TEXT EXCERPT:
* Start *
Cameron Davy v Australian Securities and Investments Commission
[2013] NSWSC 1996
•02 December 2013
Supreme Court
New South Wales
Medium Neutral Citation: In the application of Balesfire Pty Ltd (De-Registered) trading as Gutter Shop; Cameron Davy v Australian Securities & Investments Commission [2013] NSWSC 1996 Hearing dates: 2 December 2013 Decision date: 02 December 2013 Jurisdiction: Equity Division - Corporations List Before: Brereton J Decision: The Court notes that:
The second defendant Allianz Australia Workers' Compensation (NSW) Ltd admits, for the purpose of these proceedings and for the purpose of the proceedings instituted in the District Court of NSW by the plaintiff against Balesfire Pty Ltd, that Balesfire Pty Ltd was the employer of the plaintiff at the time of the events which gave rise to the liability asserted in the District Court proceedings.
The second defendant consents to an order being made by the District Court joining it as an additional defendant in the District Court proceedings to respond to a claim pursuant to Corporations Act s 601AG.
The Court orders that:
The plaintiff pay the third defendant's costs of these proceedings.
The plaintiff's costs of these proceedings be costs in the District Court proceedings.
Catchwords: WORKERS' COMPENSATION - proceedings to obtain compensation - determination of claims - seeking order for reinstatement under s 601AH Corporations Act - application for joinder of two insurers under s 601AG Corporations Act - damages for personal injury - no admission of indemnity - question of employment status - liability of insurer - cause of action against deregistered company which was covered by an insurance policy immediately prior to deregistration Legislation Cited: (Cth) Corporations Act 2001 s 601AG, s 601AH Category: Principal judgment Parties: Balesfire Pty Ltd (de-registered) trading as Gutter Shop (plaintiff)
Australian Securities and Investments Commission (first defendant)
Allianz Australia Workers Compensation (NSW) Limited (second defendant)
Insurance Australia Limited (AFS Licence Number 227681) Trading as SGIO Insurance (third defendant)Representation: Counsel:
J Sharpe (plaintiff)
J Turner (solicitor)(second defendant)
A Renshaw (third defendant)
D Farrell (directors)
Solicitors:
Stuart, Duncan Francis Joseph (plaintiff)
Goldbergs Lawyers (second defendant)
McCulloch & Buggy Lawyers (interested party)
File Number(s): 2013/322212
Judgment - EX TEMPORE
HIS HONOUR: By an originating process filed on 25 October 2013 and amended on 12 November 2013 the plaintiff Cameron Davy sought an order pursuant to (Cth) Corporations Act 2001, s 601AH, that the first defendant Australian Securities and Investments Commission reinstate the registration of Balesfire Pty Limited. Balesfire had been deregistered on the application of its directors while proceedings brought by the plaintiff against it in the District Court, for damages for personal injury suffered by the plaintiff when he fell from a ladder in the course of working for Balesfire either as an employee or as an independent contractor, were pending.
A claim for compensation had proceeded and the second defendant Allianz Australia Workers' Compensation (NSW) Ltd, Balesfire's workers' compensation insurer, had responded to that claim. However, when the formal proceedings were instituted in the District Court, Allianz did not admit indemnity and put into issue the question of employment. It then emerged that Balesfire had been deregistered.
* End *
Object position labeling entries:
* Start *
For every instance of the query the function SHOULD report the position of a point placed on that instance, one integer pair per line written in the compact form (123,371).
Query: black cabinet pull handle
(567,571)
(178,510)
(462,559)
* End *
PROBLEMS AND TASKS:
- 1) According to the court judgment, on what date was the plaintiff's originating process filed?
- 2) Rewrite the listing, substituting "silver" for "black" and leaving everything else unchanged.

EXPECTED RESULTS:
- 1) 25 October 2013

- 2)
For every instance of the query the function SHOULD report the position of a point placed on that instance, one integer pair per line written in the compact form (123,371).
Query: silver cabinet pull handle
(567,571)
(178,510)
(462,559)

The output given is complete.